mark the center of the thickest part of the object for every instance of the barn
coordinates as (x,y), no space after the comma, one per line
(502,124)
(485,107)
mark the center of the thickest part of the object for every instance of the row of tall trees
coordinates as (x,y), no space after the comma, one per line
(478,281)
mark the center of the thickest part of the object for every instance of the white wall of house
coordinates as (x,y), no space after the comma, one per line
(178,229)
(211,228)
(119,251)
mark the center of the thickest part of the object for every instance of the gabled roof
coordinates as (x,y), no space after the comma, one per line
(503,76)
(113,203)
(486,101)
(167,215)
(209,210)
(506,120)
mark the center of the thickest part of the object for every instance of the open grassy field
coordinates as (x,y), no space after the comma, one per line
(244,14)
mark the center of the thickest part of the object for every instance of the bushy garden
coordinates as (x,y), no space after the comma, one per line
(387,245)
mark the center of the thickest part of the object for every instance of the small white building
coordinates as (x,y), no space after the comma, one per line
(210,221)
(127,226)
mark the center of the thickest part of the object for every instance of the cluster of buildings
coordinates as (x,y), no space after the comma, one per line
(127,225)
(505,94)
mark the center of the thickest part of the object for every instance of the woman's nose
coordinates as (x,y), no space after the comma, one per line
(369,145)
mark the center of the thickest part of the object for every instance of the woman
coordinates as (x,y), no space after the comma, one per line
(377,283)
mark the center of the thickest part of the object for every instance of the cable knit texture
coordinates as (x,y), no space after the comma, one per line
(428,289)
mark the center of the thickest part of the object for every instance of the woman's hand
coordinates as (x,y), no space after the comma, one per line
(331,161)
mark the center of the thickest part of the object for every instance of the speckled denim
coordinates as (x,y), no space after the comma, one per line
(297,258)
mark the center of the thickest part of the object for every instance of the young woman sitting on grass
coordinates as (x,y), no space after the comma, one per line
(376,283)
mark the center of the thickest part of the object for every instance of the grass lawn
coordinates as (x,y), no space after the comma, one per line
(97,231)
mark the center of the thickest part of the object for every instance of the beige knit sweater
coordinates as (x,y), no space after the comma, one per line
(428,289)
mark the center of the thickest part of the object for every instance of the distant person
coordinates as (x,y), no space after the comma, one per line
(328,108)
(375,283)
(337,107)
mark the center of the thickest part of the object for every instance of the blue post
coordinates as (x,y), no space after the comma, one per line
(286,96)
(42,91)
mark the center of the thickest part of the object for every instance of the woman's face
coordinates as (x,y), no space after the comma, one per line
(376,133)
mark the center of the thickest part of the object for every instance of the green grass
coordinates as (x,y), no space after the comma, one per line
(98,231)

---

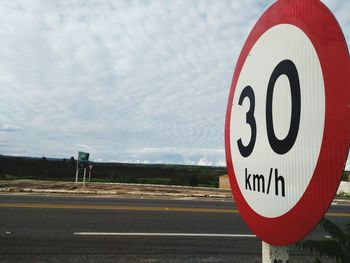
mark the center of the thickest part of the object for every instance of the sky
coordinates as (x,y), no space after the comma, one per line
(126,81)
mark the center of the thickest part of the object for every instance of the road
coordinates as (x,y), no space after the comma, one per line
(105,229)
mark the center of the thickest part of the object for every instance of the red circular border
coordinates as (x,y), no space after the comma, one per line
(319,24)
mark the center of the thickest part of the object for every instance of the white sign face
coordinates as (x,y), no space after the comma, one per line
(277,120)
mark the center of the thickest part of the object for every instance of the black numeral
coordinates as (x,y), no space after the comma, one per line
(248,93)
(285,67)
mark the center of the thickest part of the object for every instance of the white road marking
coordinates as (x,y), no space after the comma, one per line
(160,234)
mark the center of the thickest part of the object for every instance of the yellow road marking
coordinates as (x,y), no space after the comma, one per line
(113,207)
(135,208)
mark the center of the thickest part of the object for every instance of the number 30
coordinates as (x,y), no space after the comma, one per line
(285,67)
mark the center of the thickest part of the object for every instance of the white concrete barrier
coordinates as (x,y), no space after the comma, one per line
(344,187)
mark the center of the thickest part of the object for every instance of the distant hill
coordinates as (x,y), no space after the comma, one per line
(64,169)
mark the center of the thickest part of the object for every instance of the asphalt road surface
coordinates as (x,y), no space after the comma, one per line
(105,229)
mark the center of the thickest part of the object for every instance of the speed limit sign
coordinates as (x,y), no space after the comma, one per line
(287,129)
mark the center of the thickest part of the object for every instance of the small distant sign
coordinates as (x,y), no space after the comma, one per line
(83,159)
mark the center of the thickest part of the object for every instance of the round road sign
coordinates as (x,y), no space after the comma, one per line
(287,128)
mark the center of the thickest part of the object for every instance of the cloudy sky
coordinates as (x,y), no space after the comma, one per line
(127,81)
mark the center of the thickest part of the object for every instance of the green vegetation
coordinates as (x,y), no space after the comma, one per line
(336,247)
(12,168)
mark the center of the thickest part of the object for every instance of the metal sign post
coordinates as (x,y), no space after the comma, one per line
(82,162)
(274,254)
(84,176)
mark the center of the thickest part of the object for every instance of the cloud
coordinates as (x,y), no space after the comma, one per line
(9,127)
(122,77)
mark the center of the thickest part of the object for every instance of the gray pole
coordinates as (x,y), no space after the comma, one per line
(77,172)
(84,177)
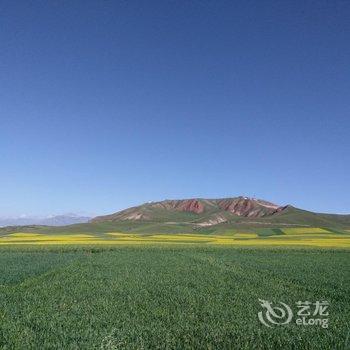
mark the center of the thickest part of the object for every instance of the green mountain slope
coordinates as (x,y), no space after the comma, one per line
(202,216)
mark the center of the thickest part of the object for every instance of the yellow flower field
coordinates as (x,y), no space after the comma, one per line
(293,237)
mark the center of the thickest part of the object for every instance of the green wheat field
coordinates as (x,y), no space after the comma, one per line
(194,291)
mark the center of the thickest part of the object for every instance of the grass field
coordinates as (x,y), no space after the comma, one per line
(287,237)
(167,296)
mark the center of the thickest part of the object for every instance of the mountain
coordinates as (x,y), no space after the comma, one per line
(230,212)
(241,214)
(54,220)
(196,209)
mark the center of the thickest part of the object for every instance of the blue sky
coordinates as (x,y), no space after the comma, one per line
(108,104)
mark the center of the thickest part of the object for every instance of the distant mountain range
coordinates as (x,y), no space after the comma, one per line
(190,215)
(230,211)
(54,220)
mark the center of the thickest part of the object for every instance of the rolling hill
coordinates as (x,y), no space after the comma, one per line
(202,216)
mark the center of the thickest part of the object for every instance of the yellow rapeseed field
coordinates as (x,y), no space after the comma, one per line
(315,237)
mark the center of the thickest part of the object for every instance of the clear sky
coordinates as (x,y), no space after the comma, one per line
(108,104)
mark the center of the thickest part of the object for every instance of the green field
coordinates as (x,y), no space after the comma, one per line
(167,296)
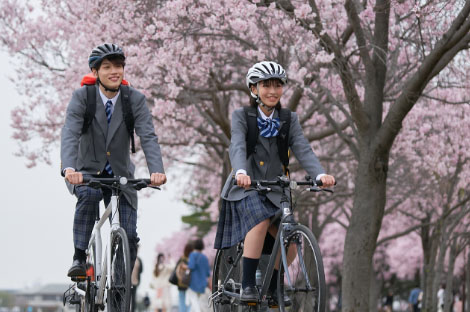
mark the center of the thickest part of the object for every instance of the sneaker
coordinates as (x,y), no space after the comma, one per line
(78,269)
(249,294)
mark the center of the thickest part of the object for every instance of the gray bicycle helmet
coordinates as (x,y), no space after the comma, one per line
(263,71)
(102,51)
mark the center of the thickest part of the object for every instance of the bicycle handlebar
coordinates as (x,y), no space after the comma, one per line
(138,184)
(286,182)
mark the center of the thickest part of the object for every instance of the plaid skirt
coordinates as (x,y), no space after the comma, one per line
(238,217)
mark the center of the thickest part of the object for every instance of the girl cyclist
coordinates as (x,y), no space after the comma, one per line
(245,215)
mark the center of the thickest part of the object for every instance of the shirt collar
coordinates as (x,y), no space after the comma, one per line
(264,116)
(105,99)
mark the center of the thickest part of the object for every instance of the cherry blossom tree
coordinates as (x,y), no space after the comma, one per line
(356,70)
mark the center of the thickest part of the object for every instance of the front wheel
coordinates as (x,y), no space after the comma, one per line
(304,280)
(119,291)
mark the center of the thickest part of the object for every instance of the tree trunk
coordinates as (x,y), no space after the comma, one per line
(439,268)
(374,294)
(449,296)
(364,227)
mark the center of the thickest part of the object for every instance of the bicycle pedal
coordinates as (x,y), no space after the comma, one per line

---

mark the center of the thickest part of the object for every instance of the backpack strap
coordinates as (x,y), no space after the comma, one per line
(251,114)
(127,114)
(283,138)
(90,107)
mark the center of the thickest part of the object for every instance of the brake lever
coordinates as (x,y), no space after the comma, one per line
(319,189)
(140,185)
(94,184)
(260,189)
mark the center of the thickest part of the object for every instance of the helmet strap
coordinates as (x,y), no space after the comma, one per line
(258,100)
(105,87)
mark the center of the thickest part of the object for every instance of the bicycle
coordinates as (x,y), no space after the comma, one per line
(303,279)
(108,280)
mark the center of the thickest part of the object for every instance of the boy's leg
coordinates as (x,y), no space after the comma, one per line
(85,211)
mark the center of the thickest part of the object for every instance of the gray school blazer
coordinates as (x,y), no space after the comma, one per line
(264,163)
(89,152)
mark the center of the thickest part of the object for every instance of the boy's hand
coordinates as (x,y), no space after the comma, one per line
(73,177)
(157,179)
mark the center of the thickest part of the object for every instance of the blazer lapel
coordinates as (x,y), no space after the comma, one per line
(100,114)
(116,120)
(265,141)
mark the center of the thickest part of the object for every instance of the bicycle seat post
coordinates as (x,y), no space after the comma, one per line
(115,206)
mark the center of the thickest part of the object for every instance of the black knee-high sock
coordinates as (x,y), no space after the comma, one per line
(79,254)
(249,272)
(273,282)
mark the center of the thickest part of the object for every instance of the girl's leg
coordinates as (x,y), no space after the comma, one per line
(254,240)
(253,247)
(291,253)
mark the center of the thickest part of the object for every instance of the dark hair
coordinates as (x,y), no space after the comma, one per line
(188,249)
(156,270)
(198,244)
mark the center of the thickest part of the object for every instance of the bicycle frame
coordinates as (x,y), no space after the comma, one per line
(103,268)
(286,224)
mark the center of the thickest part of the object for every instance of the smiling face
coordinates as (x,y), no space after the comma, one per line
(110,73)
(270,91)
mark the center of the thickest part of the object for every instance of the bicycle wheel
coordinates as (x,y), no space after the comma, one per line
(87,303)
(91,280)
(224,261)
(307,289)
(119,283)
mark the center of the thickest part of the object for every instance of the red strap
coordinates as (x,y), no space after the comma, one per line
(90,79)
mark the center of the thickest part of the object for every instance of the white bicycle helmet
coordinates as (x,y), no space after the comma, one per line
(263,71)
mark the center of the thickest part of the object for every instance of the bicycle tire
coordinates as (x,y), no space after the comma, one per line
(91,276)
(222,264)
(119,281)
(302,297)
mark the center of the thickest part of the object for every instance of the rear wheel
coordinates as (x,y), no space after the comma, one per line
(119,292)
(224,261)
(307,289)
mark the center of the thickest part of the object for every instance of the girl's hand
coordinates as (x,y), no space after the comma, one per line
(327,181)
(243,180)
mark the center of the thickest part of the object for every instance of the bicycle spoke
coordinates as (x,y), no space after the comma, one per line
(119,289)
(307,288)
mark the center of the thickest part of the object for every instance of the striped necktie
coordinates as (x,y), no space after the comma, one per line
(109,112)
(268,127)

■ **Activity**
Look through the material above for the word "sign" and copy every line that has it.

■ **Solved problem**
mark the center of the thickest part of the object for every instance of the white sign face
mark the center of the thickest part of the object for every instance of the speed limit sign
mark the center of the thickest part of the object for every instance of the small distant sign
mark the center of the thickest part of the object for every instance of the round road sign
mark the center of the thickest part of the object for every instance of the metal sign post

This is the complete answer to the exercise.